BISP is the first social welfare program in Pakistan to have developed a formula-based approach to poverty targeting. A poverty census was conducted in 2010, forming the country’s first poverty registry. This data was used to compute a numeric score for each surveyed household to determine program eligibility.

In addition to poverty alleviation, gender empowerment is a core goal of the BISP cash transfer program. In fact, a striking feature of the program, in a country with large gaps in women’s access to public life and services, is its targeting of low-income women. However, rigorous evaluations of the program’s effect on gender empowerment and women’s political engagement are relatively rare (Cheema et al. 2016Ambler & DeBrauw 2017).

Our research focuses on whether receipt of a regular government cash transfer can lead to other positive spillovers on female program recipient’s political participation. Studies on the political effects of cash transfer programs in Mexico and Brazil, have shown that cash transfers mobilize program recipients to vote, and reward parties who they associate with providing these benefits (De La O 2013Zucco 2013Baez 2013Schober 2019). Cash transfer programs that have created direct linkages between the state and citizens have also played a role in undercutting the role of local political brokers, who play an important role in mediating patronage.

Many programs in Latin America are conditional cash transfers (CCTs) that make payment contingent on program recipients sending children to school or getting their families immunized. The BISP cash transfer, in contrast, is an unconditional transfer (UCT), requiring no such interaction between citizens. There is little evidence that UCTs have similar positive political effects (as CCTs) on strengthening citizen-state linkages in similar settings, particularly for women who face multiple constraints in accessing public spaces and services.

We examine whether the BISP cash transfer program has increased female program recipients' political participation along three dimensions: 1) voting in elections, 2) engaging with elected representatives and 3) accessing the local state. We also investigate if cash transfers could reorient citizens away from traditional political intermediaries such as landlords (zamindars) or informal local governance bodies (panchayats) that continue to play an important role in rural areas.

• **Data section**
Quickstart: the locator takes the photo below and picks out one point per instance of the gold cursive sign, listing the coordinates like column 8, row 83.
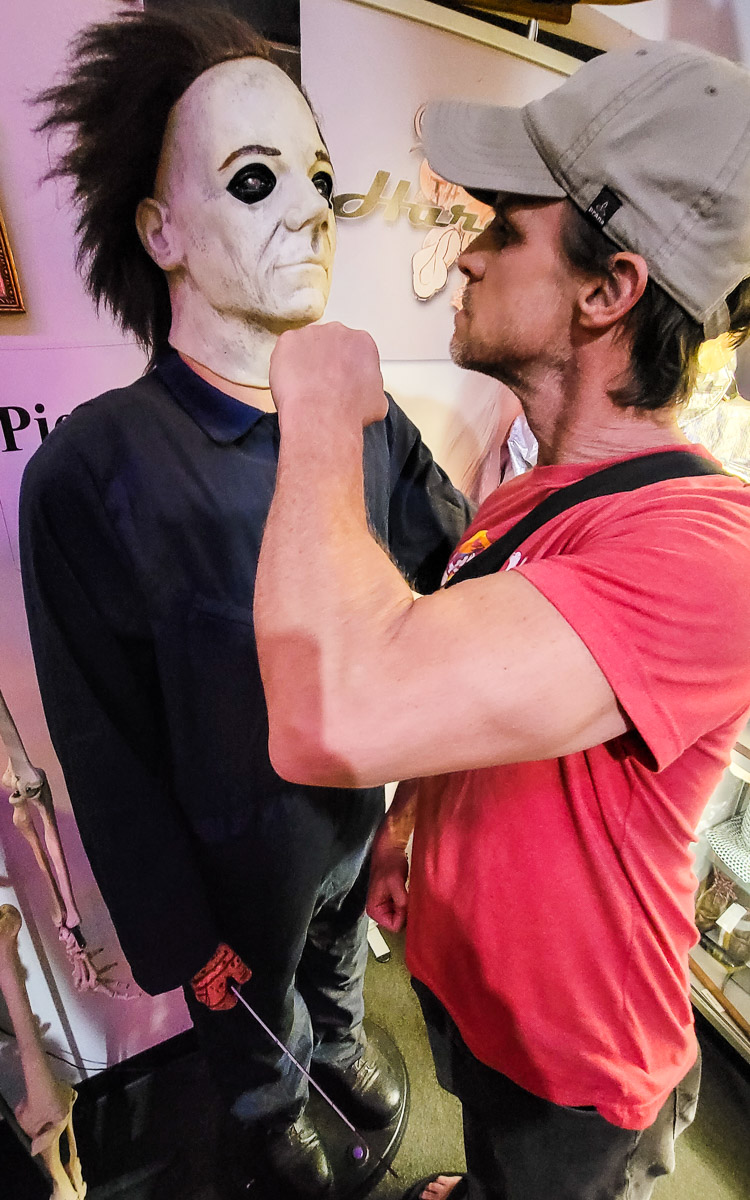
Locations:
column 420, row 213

• **Goal 1**
Answer these questions from the passage on Pakistan's BISP cash transfer program, one line each:
(a) In what year was the poverty census that formed the country's first poverty registry conducted?
(b) In which two countries have studies shown that cash transfers mobilize recipients to vote?
(c) What are the three dimensions of political participation the researchers examine?
• **Goal 2**
Write the next part of the passage on Pakistan's BISP cash transfer program, picking up after its final sentence.

• **Expected answer 1**
(a) 2010
(b) Mexico and Brazil
(c) Voting in elections, engaging with elected representatives, and accessing the local state

• **Expected answer 2**
Our research leverages a natural experiment and a ‘regression discontinuity design’ emerging from BISP’s targeting mechanism. The 2010 poverty census assigned all surveyed households a poverty score based on a weighted average of household assets and demographic characteristics. The Government set a cutoff score of 16.17 (eligible beneficiaries have a score of 16.17 or less) to provide coverage to 20 percent of the poorest households.

We interview 2254 BISP beneficiaries and non-beneficiaries in the provinces of Sindh and Punjab in 2019, within a bandwidth of four points around the eligibility threshold. Beneficiaries and non-beneficiaries within this bandwidth can be considered similar prior to the introduction of the cash transfer program, with almost identical levels of education and household assets. Differences in political participation of beneficiaries after receiving the cash transfer, compared to that of the non-beneficiaries within this narrow bandwidth, can be directly attributed to having received the cash transfer.

We first test if the BISP program led to increased national identity cards (NIC) registration. NICs are a gateway citizenship document, required to access several political and social rights, including voting and obtaining government services and benefits. Pakistan has significant gender gaps in national identity cards (NIC) registration, exacerbating women’s exclusion from political participation and access to public services (Cheema et al 2021).

NIC registration is also a requirement to verify identity for the BISP cash transfer. This may have incentivized many women to register for NICs, aided by government efforts to provide women in rural areas with easier access for registration. This is indeed what we see in our data. Figure 1 plots the year in which survey respondents obtained their NICs, and shows, the gap between men and women with CNICs our sample before the BISP was introduced in 2008. In 2008, there is a sharp increase in NIC take up for women, with about 15% of the women in our sample obtaining a NIC that year.

 

 

Figure 1: Year of respondent access to Pakistan National Identity Card
Source: Author calculations using sample data from BISP population

Even though the majority of BISP beneficiaries we survey associate the cash transfer with the late prime minister Benazir Bhutto, our results show no significant evidence of increased electoral returns for the original benefit giving party, the PPP, nor for subsequent incumbents: the PML-N in 2013 and the PTI in 2018. The lack of electoral returns suggests the program’s technocratic targeting does not create captive clientele. In fact, we find evidence that the program enables its recipients to freely express their political preference (s) and vote for a variety of parties, particularly in the more politically competitive districts of the Punjab.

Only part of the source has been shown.